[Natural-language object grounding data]
*** Block opens ***

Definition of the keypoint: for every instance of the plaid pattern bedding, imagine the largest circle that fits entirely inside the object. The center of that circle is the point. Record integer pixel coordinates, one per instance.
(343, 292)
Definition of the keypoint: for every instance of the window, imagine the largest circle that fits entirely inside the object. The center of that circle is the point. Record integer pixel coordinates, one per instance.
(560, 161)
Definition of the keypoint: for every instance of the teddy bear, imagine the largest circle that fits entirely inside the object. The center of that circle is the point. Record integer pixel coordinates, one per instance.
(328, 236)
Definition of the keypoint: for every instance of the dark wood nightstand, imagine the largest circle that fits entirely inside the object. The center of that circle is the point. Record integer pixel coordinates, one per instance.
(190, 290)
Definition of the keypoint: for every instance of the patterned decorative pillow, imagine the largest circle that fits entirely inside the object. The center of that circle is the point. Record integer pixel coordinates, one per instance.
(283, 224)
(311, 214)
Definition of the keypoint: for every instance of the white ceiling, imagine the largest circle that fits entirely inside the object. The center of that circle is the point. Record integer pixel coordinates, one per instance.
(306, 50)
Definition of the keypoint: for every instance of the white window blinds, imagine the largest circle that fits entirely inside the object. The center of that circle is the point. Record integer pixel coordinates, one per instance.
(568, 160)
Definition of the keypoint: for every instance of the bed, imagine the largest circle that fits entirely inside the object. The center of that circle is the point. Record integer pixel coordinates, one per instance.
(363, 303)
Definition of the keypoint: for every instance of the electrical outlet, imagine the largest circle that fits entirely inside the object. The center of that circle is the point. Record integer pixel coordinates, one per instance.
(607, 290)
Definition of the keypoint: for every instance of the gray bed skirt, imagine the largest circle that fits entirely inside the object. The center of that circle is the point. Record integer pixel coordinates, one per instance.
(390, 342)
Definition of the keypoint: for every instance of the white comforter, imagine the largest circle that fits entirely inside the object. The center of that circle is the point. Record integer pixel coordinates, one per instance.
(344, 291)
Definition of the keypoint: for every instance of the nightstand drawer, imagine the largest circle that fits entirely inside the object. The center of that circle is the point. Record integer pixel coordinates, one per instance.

*** Block closes ***

* _Problem details_: Retype each entry exactly, leaving none of them out.

* _Exercise result_:
Definition of the keypoint: for every instance of the plaid pattern bedding, imagine the largest circle that fits entirely inside the object. The center of that circle is the point. Record integer pixel coordinates, one per instance.
(343, 292)
Definition of the keypoint: for every instance of the window, imagine the largest circle that fits entirely inside the object. The center of that circle is the point. Record integer pixel coordinates, one per instance.
(560, 161)
Definition of the keypoint: for every instance of the teddy bear, imagine the largest circle that fits entirely inside the object. The center of that circle is the point. Record integer pixel coordinates, one per instance.
(328, 236)
Definition of the keypoint: for every instance of the dark wood nightstand, imagine the largest circle that fits entirely inside the object. The center of that circle is the point. Record integer pixel coordinates, one per instance.
(190, 290)
Definition of the keypoint: for every instance of the patterned decorative pillow, imagine the largest circle that fits entirely inside the object. The center of that circle is the point. Record integer pixel coordinates, one per instance.
(283, 224)
(311, 214)
Definition of the keypoint: for every instance of the white ceiling, imagine the largest circle that fits entirely inside the object. The center of that circle is the point. Record integer pixel coordinates, one per instance.
(306, 50)
Definition of the keypoint: for every instance of the white window blinds, imagine the largest circle that fits entirely inside the object. The center of that circle is the point. Record integer pixel coordinates, one per instance.
(568, 160)
Definition of the keypoint: for every instance of the bed, imagine the largest circle that fits entirely inside the object. The center of that circle is the point. Record integer pixel coordinates, one per instance.
(363, 303)
Definition of the keypoint: for every instance of the electrical outlet, imagine the largest circle that fits entirely inside the object. The center of that circle is the point. Record integer pixel coordinates, one per instance.
(607, 290)
Definition of the keypoint: for every instance of the gray bed skirt, imagine the largest circle that fits entirely inside the object. The center of that circle is the point. Record integer pixel coordinates, one per instance.
(390, 342)
Definition of the keypoint: for every instance of the white comforter, imagine the largest circle that fits entirely inside the object. The center of that circle is the point. Record integer pixel coordinates, one per instance.
(344, 291)
Definition of the keypoint: for every instance of the nightstand drawer, imagine the largest circle that fits entirely inside the object. The center of that circle is the point. Record integer pixel coordinates, one per instance.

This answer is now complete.